A block of data
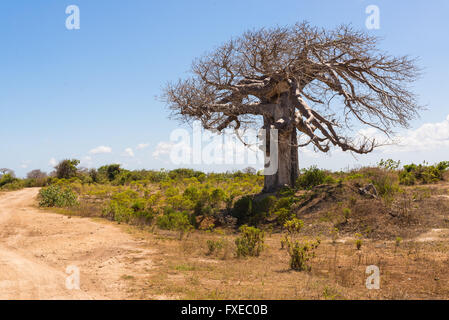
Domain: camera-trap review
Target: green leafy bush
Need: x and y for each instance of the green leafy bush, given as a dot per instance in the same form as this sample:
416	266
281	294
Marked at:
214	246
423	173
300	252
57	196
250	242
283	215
--
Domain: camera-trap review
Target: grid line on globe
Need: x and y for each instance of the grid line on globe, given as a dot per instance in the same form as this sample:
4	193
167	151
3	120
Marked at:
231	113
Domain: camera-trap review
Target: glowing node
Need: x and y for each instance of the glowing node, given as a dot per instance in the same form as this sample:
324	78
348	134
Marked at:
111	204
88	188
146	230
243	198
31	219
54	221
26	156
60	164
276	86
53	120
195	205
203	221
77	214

WHAT TO WORK ON
Pick out each line of the data above that contains the string "glowing" and copy those lines. Upper and lower case must match.

THE ANSWER
Target: glowing node
Need: x and y for each instance of the glowing node, given as a dot per instance in the same form as this sample:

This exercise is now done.